◆ Given data:
:::::

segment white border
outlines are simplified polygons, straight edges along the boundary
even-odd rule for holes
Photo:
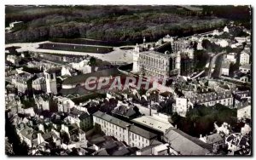
[[[1,40],[1,43],[0,43],[0,46],[1,46],[1,53],[0,53],[0,55],[1,55],[1,59],[0,59],[0,71],[1,71],[1,77],[0,78],[0,106],[1,106],[1,111],[0,111],[0,117],[1,117],[1,120],[0,120],[0,123],[1,123],[1,132],[0,132],[0,134],[1,134],[1,137],[0,137],[0,150],[1,150],[1,159],[3,158],[3,159],[7,159],[8,157],[5,156],[5,151],[4,151],[4,130],[5,130],[5,122],[4,122],[4,108],[5,108],[5,104],[4,104],[4,12],[5,12],[5,6],[4,5],[11,5],[11,4],[64,4],[64,5],[69,5],[69,4],[83,4],[83,5],[85,5],[85,4],[89,4],[89,5],[93,5],[93,4],[102,4],[102,5],[106,5],[106,4],[113,4],[113,5],[118,5],[118,4],[128,4],[128,5],[137,5],[137,4],[149,4],[149,5],[161,5],[161,4],[168,4],[168,5],[177,5],[177,4],[194,4],[194,5],[252,5],[253,8],[255,7],[255,3],[256,1],[255,0],[211,0],[211,1],[206,1],[206,0],[183,0],[183,1],[180,1],[180,0],[160,0],[160,1],[154,1],[154,0],[145,0],[145,1],[137,1],[137,0],[108,0],[108,1],[104,1],[104,0],[93,0],[93,1],[79,1],[79,0],[45,0],[45,1],[34,1],[34,0],[22,0],[22,1],[18,1],[18,0],[2,0],[1,1],[1,4],[0,4],[0,20],[2,20],[2,23],[1,23],[1,29],[0,29],[0,31],[1,31],[1,36],[2,37],[0,38]],[[253,13],[254,13],[255,10],[253,10]],[[254,16],[253,17],[253,20],[254,21]],[[253,25],[253,32],[255,31],[255,25]],[[253,35],[255,35],[253,33]],[[253,48],[255,47],[255,37],[253,36]],[[253,49],[253,51],[255,51],[255,49]],[[255,53],[253,53],[254,54],[254,56],[253,56],[253,62],[255,61]],[[254,65],[253,64],[253,66],[254,66]],[[256,69],[253,67],[253,76],[255,75],[255,71]],[[255,80],[253,78],[253,80]],[[255,85],[253,85],[253,90],[255,89]],[[253,94],[253,100],[255,100],[255,93]],[[254,102],[255,103],[255,102]],[[256,113],[255,113],[255,111],[256,111],[256,108],[255,106],[252,106],[253,107],[253,119],[255,119],[255,116],[256,116]],[[253,124],[254,123],[254,121],[253,121]],[[255,134],[255,129],[254,129],[254,127],[253,126],[253,134]],[[253,137],[253,142],[255,141],[256,137]],[[253,143],[253,153],[255,154],[255,144]],[[62,158],[63,157],[61,157]],[[108,157],[110,158],[120,158],[120,157]],[[18,159],[18,158],[20,158],[20,157],[13,157],[12,159]],[[27,158],[27,157],[21,157],[21,158]],[[32,157],[32,158],[38,158],[38,157]],[[48,158],[48,159],[54,159],[55,157],[45,157],[45,158]],[[66,158],[66,157],[65,157]],[[68,159],[72,159],[72,158],[74,158],[74,157],[67,157]],[[91,158],[91,159],[101,159],[101,158],[108,158],[108,157],[79,157],[79,158]],[[137,158],[137,157],[128,157],[128,159],[131,159],[131,158]],[[140,157],[140,158],[148,158],[148,157]],[[154,157],[155,158],[155,157]],[[158,158],[158,157],[156,157]],[[166,158],[177,158],[177,157],[166,157]],[[187,157],[179,157],[181,159],[184,159],[184,158],[187,158]],[[191,158],[191,157],[190,157]],[[193,157],[193,158],[198,158],[198,157]],[[200,157],[201,158],[201,157]],[[206,158],[204,157],[201,157],[201,158]],[[218,158],[218,159],[224,159],[226,157],[215,157],[215,158]],[[238,157],[239,158],[239,157]]]

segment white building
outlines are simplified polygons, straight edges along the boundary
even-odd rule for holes
[[[9,28],[12,29],[14,27],[17,27],[17,26],[23,26],[23,21],[15,21],[15,22],[11,22],[9,23]]]
[[[157,135],[150,131],[102,111],[93,114],[93,125],[100,127],[106,135],[113,136],[119,141],[125,141],[130,146],[139,149],[149,146],[152,140],[157,138]]]
[[[220,45],[221,47],[227,47],[229,45],[228,41],[224,39],[218,40],[215,42],[215,43]]]
[[[32,81],[32,89],[38,91],[46,92],[46,81],[44,77],[38,77]]]
[[[7,55],[6,60],[14,65],[19,65],[19,62],[21,61],[21,58],[16,55]]]
[[[221,74],[224,76],[229,76],[230,74],[230,62],[224,62],[222,64],[221,66]]]
[[[240,54],[240,65],[250,63],[250,54],[247,52],[241,51]]]
[[[239,71],[242,73],[247,73],[248,71],[251,71],[251,65],[250,64],[245,64],[239,66]]]
[[[236,62],[236,53],[230,53],[226,56],[226,60],[231,63]]]
[[[233,96],[230,91],[197,94],[194,97],[189,98],[189,101],[206,106],[212,106],[218,103],[225,106],[233,106]]]
[[[69,112],[71,108],[75,106],[75,104],[72,100],[66,97],[55,97],[54,100],[57,101],[58,111]]]
[[[173,104],[172,107],[174,112],[177,112],[182,117],[186,117],[187,111],[189,111],[188,99],[177,98],[176,104]]]
[[[223,30],[224,32],[230,32],[228,26],[225,26]]]
[[[171,117],[167,115],[156,113],[153,116],[142,116],[131,121],[165,134],[167,129],[173,127],[168,119],[171,119]]]
[[[44,72],[46,79],[46,90],[47,93],[52,93],[57,94],[57,83],[55,73],[50,71]]]
[[[237,119],[243,118],[251,119],[251,108],[252,106],[248,103],[242,104],[237,107]]]
[[[165,37],[163,37],[163,42],[164,43],[172,43],[173,37],[172,37],[170,35],[167,34]]]

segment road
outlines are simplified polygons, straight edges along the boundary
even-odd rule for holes
[[[212,69],[214,69],[214,77],[219,77],[219,72],[220,72],[220,67],[221,67],[221,62],[222,62],[222,60],[223,60],[223,54],[225,54],[225,52],[221,52],[221,53],[218,53],[213,56],[211,57],[211,60],[210,60],[210,64],[209,64],[209,69],[207,71],[207,77],[208,78],[211,78],[212,77]],[[216,67],[214,67],[214,65]],[[207,71],[206,71],[207,72]]]
[[[49,54],[73,54],[73,55],[89,55],[98,58],[100,60],[109,61],[113,63],[132,63],[132,49],[131,50],[122,50],[120,48],[124,47],[114,47],[113,51],[108,54],[96,54],[96,53],[84,53],[84,52],[75,52],[75,51],[65,51],[65,50],[53,50],[53,49],[38,49],[39,44],[51,43],[49,41],[44,41],[40,43],[17,43],[5,44],[5,48],[17,46],[20,49],[16,49],[17,52],[41,52],[41,53],[49,53]],[[78,44],[81,45],[81,44]],[[89,46],[89,45],[88,45]],[[102,47],[102,46],[99,46]],[[103,46],[104,47],[104,46]]]

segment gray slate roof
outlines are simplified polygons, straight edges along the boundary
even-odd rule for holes
[[[117,126],[119,126],[123,129],[126,129],[126,126],[127,125],[131,125],[131,128],[130,128],[130,131],[131,132],[133,132],[134,134],[137,134],[138,135],[141,135],[146,139],[148,139],[148,140],[151,140],[154,137],[156,137],[157,135],[154,133],[151,133],[149,131],[147,131],[147,130],[144,130],[139,127],[137,127],[135,126],[134,124],[131,124],[131,123],[126,123],[125,121],[122,121],[120,119],[118,119],[116,117],[113,117],[110,115],[108,115],[106,113],[103,113],[102,111],[96,111],[93,114],[93,116],[95,117],[97,117],[99,118],[102,118],[105,121],[108,121],[113,124],[115,124]]]
[[[206,155],[212,151],[211,145],[178,129],[170,129],[165,134],[165,139],[181,155]]]

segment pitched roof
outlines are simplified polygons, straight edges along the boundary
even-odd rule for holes
[[[125,129],[126,126],[130,125],[131,126],[131,128],[130,128],[130,131],[131,132],[133,132],[133,133],[135,133],[135,134],[137,134],[138,135],[141,135],[141,136],[143,136],[143,137],[144,137],[146,139],[151,140],[151,139],[153,139],[153,138],[154,138],[154,137],[157,136],[154,133],[151,133],[151,132],[149,132],[148,130],[144,130],[144,129],[141,129],[139,127],[135,126],[134,124],[131,124],[129,123],[126,123],[125,121],[122,121],[120,119],[113,117],[112,117],[110,115],[103,113],[102,111],[96,111],[96,112],[95,112],[93,114],[93,116],[97,117],[99,117],[101,119],[103,119],[105,121],[108,121],[108,122],[109,122],[109,123],[111,123],[113,124],[115,124],[117,126],[119,126],[119,127],[121,127],[123,129]]]
[[[85,119],[86,117],[90,117],[90,115],[87,113],[87,112],[84,112],[83,114],[81,114],[79,116],[79,119],[82,120],[82,119]]]
[[[211,135],[207,135],[207,144],[213,144],[218,141],[223,140],[224,139],[220,136],[219,134],[216,133],[216,134],[212,134]]]
[[[71,77],[67,79],[65,79],[62,83],[62,84],[77,84],[80,83],[84,83],[88,77],[109,77],[109,76],[116,76],[119,74],[119,71],[116,68],[111,68],[111,69],[106,69],[102,70],[99,71],[88,73],[88,74],[80,74],[78,76]]]
[[[165,138],[170,146],[181,155],[206,155],[212,151],[211,145],[178,129],[169,129]]]

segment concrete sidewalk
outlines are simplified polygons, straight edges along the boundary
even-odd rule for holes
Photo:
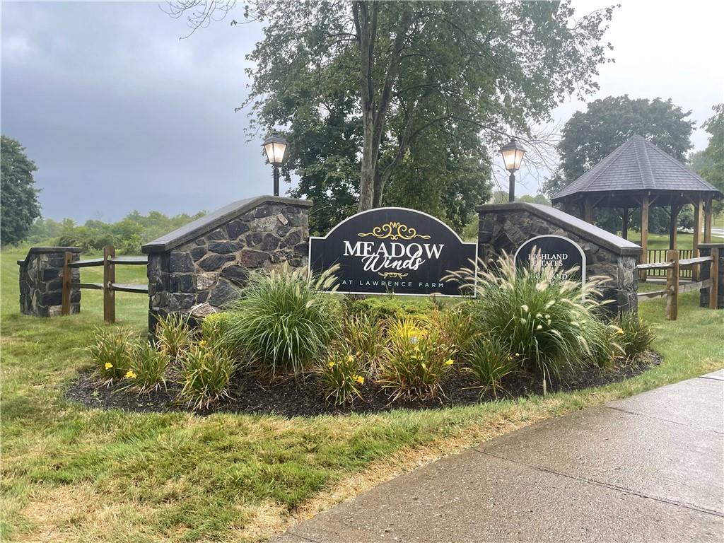
[[[723,542],[724,370],[494,439],[272,541]]]

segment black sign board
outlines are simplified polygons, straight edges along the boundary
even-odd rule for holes
[[[539,259],[543,266],[557,267],[554,280],[586,282],[586,255],[578,243],[568,237],[544,235],[531,237],[515,251],[515,265],[528,267],[531,259]],[[578,272],[570,270],[578,266]]]
[[[309,269],[340,265],[337,292],[459,296],[450,271],[470,268],[476,243],[464,243],[442,221],[413,209],[385,207],[342,221],[324,237],[309,239]]]

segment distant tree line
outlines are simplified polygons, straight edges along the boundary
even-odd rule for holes
[[[38,219],[30,226],[27,240],[32,245],[79,247],[85,252],[101,251],[112,245],[123,254],[140,254],[140,247],[205,214],[185,213],[168,216],[159,211],[142,215],[134,211],[117,222],[88,220],[78,224],[72,219],[59,222],[52,219]]]
[[[552,198],[586,171],[602,161],[634,135],[641,135],[675,159],[689,167],[720,190],[724,190],[724,104],[715,106],[715,116],[702,127],[710,135],[704,151],[689,155],[691,132],[695,123],[670,99],[634,99],[627,95],[609,96],[587,104],[585,111],[576,111],[563,127],[557,145],[558,169],[544,184],[542,192]],[[609,232],[621,228],[620,209],[602,209],[596,211],[595,224]],[[694,208],[684,206],[678,215],[678,227],[694,225]],[[641,210],[634,210],[630,227],[641,230]],[[668,232],[669,211],[654,207],[649,215],[649,231]]]

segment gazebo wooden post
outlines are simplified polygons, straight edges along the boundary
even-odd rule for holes
[[[704,211],[704,243],[712,243],[712,197],[707,198],[707,207]]]
[[[646,193],[641,201],[641,263],[649,261],[649,193]],[[641,281],[646,281],[646,270],[641,270]]]
[[[702,237],[702,196],[696,195],[696,199],[694,201],[694,246],[691,248],[691,256],[694,258],[699,257],[699,244]],[[691,280],[694,282],[699,281],[699,264],[691,266]]]
[[[593,224],[593,205],[591,198],[587,195],[584,196],[584,220],[591,224]]]
[[[669,248],[676,248],[676,224],[681,206],[672,203],[669,208]]]

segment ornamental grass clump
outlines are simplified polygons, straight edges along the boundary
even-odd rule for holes
[[[638,313],[624,313],[616,323],[618,344],[629,361],[642,355],[654,340],[654,332]]]
[[[201,340],[207,344],[221,342],[224,332],[228,329],[228,313],[226,312],[212,313],[201,322]]]
[[[249,277],[227,311],[222,343],[249,356],[264,372],[298,376],[340,337],[341,306],[323,292],[334,287],[337,268],[308,276],[286,265]]]
[[[159,317],[156,337],[159,348],[172,360],[182,358],[193,342],[194,331],[188,322],[188,313],[172,313]]]
[[[351,353],[332,350],[320,369],[327,401],[335,405],[361,399],[364,369],[360,359]]]
[[[93,342],[86,348],[104,384],[112,384],[125,374],[130,366],[130,332],[122,328],[96,328]]]
[[[516,357],[510,354],[510,348],[499,337],[476,336],[466,353],[467,365],[463,371],[473,374],[479,383],[481,394],[492,391],[495,397],[504,390],[501,382],[515,373],[519,366]]]
[[[344,340],[366,372],[376,375],[384,354],[384,321],[364,313],[348,316]]]
[[[467,306],[460,303],[435,311],[432,326],[439,330],[442,340],[458,353],[468,350],[476,335],[473,317]]]
[[[531,261],[518,269],[513,258],[504,254],[492,269],[480,263],[476,283],[469,269],[447,279],[475,290],[468,305],[474,324],[508,344],[523,369],[543,379],[544,390],[550,376],[580,371],[594,355],[584,329],[595,326],[594,313],[602,305],[597,287],[607,278],[591,277],[581,290],[579,282],[557,277],[558,268]],[[578,269],[567,272],[575,277]]]
[[[445,343],[429,321],[403,316],[387,325],[387,347],[377,382],[400,397],[434,398],[454,364],[454,348]]]
[[[147,394],[161,387],[166,388],[166,374],[171,364],[171,357],[156,345],[142,341],[130,354],[130,369],[125,377],[132,382],[139,393]]]
[[[202,409],[231,397],[230,382],[236,368],[234,358],[225,349],[207,345],[202,340],[180,359],[179,400],[193,409]]]

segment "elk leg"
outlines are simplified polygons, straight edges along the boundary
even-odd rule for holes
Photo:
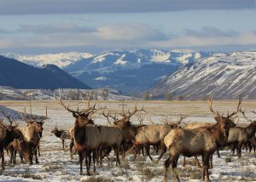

:::::

◆ Objective:
Determine how many lines of the listing above contain the string "roof", with case counting. Reply with the number alone.

◆ Written response:
2